### Direction
Reproduce the records word for word, from the line containing "One point lands on each instance of the glass rim;" through the end of the records. Leave the pictures out of your answer.

### Provided data
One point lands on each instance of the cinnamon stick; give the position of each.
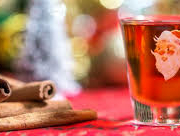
(8, 109)
(45, 119)
(5, 90)
(33, 91)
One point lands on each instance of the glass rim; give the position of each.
(151, 19)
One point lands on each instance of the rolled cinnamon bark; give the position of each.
(45, 119)
(12, 82)
(33, 91)
(8, 109)
(5, 90)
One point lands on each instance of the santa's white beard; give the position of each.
(170, 67)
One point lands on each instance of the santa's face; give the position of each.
(167, 54)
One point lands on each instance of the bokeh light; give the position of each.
(111, 4)
(84, 26)
(79, 47)
(82, 67)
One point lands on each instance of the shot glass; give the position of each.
(152, 46)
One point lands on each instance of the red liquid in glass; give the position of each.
(147, 85)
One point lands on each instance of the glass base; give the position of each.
(156, 116)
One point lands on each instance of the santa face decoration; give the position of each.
(167, 53)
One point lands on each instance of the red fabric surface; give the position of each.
(114, 111)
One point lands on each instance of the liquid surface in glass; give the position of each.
(153, 55)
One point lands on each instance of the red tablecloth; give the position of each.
(114, 111)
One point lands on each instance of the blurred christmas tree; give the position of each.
(12, 27)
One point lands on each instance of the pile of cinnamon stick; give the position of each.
(27, 106)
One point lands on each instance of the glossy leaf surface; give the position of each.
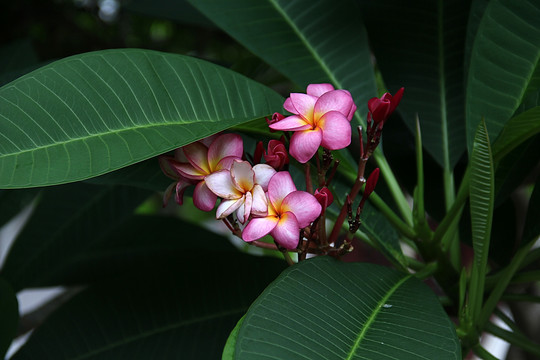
(325, 309)
(301, 40)
(90, 114)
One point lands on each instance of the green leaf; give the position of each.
(9, 313)
(420, 46)
(67, 221)
(481, 193)
(301, 40)
(326, 309)
(516, 131)
(90, 114)
(230, 345)
(504, 65)
(177, 309)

### Response
One point lands on each instance of the glass rim; give the position of each.
(151, 19)
One point lands on each instance of the rolled cinnamon bark; give the position of each.
(45, 119)
(12, 82)
(33, 91)
(8, 109)
(5, 90)
One point lands on each instance of the santa's white beard; give the position of each.
(170, 67)
One point lands on each instance of the santa's face; give the position of each.
(167, 54)
One point lands on each instance of the bokeh light; give the position of each.
(111, 4)
(84, 26)
(79, 47)
(82, 67)
One point lands on each instance of the shot glass; give the position of each.
(152, 46)
One point lands on each instance of the red liquid in glass; give the position of each.
(147, 85)
One point lands on each instance of the glass base; give the position of each.
(156, 116)
One point lands on each instance of the santa face decoration; give the position of each.
(167, 53)
One point lands on each instance of the red fabric surface; give the position of each.
(114, 111)
One point lands on each instance of the liquid surface in glass; give the position of each.
(153, 55)
One point lands on each instance of the red tablecloth; give the position of each.
(114, 111)
One point lands on each instance of the blurred christmas tree; give the position of each.
(12, 27)
One point lands on each instance of the pile of cinnamon stick; give the position of each.
(27, 106)
One point lands on each instance of the glossy leaf surface; give the position of each.
(325, 309)
(301, 40)
(90, 114)
One point lands on each instance of the green leaf; give the position of each.
(9, 313)
(420, 46)
(67, 221)
(481, 193)
(301, 40)
(326, 309)
(516, 131)
(90, 114)
(230, 345)
(504, 65)
(177, 309)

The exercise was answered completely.